### What you are asked to do
Please copy each line of the data that includes the string "marking".
[[ Input open ]]
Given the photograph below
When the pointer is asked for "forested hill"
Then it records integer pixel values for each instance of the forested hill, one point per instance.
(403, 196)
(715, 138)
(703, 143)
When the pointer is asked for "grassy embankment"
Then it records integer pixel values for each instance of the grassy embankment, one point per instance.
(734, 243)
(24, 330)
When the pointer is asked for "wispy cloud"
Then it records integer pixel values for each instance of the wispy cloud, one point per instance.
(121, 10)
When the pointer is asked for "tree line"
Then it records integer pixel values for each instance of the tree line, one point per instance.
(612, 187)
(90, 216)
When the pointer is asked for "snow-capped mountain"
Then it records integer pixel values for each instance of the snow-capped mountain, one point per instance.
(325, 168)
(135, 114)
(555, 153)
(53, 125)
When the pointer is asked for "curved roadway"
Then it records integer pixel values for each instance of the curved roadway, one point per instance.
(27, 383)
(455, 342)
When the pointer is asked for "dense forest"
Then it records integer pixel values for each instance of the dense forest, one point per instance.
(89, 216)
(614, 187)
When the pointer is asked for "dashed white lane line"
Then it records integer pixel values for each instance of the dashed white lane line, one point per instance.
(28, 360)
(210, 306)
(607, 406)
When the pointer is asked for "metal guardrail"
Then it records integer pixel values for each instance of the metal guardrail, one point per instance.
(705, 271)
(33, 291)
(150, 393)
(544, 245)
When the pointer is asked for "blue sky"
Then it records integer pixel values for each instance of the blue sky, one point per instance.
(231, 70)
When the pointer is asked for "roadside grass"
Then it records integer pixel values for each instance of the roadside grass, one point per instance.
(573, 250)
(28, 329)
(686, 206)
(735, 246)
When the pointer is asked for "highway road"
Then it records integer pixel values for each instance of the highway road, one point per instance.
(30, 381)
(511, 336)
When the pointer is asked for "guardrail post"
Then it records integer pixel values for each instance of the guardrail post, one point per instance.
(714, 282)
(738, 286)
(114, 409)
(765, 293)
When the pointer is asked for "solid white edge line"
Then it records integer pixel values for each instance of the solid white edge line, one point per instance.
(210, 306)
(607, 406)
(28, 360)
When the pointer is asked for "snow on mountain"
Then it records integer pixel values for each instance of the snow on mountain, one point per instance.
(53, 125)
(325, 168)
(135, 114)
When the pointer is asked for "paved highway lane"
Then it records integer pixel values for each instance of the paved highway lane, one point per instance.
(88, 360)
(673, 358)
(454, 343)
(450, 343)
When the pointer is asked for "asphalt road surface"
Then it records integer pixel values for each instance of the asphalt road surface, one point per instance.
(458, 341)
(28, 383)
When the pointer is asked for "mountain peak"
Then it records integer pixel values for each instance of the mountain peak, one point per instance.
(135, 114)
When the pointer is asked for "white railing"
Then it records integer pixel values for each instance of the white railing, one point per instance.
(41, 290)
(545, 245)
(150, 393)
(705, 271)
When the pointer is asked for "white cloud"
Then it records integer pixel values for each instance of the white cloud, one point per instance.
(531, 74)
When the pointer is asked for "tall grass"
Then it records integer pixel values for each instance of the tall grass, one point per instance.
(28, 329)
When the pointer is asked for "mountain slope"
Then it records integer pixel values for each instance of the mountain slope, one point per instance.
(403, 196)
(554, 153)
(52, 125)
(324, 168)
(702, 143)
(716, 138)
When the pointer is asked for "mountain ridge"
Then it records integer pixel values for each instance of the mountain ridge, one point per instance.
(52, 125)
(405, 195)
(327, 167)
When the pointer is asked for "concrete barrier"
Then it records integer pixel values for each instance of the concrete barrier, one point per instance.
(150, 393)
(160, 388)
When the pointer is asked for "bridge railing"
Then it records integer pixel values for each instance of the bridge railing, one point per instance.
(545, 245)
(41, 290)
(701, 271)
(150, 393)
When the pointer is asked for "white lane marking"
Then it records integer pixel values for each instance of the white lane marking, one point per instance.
[[ Input closed ]]
### Problem solution
When the pointer is asked for "white lane marking"
Then it records integer pixel values for each instance of the white lane marking, one point per instance.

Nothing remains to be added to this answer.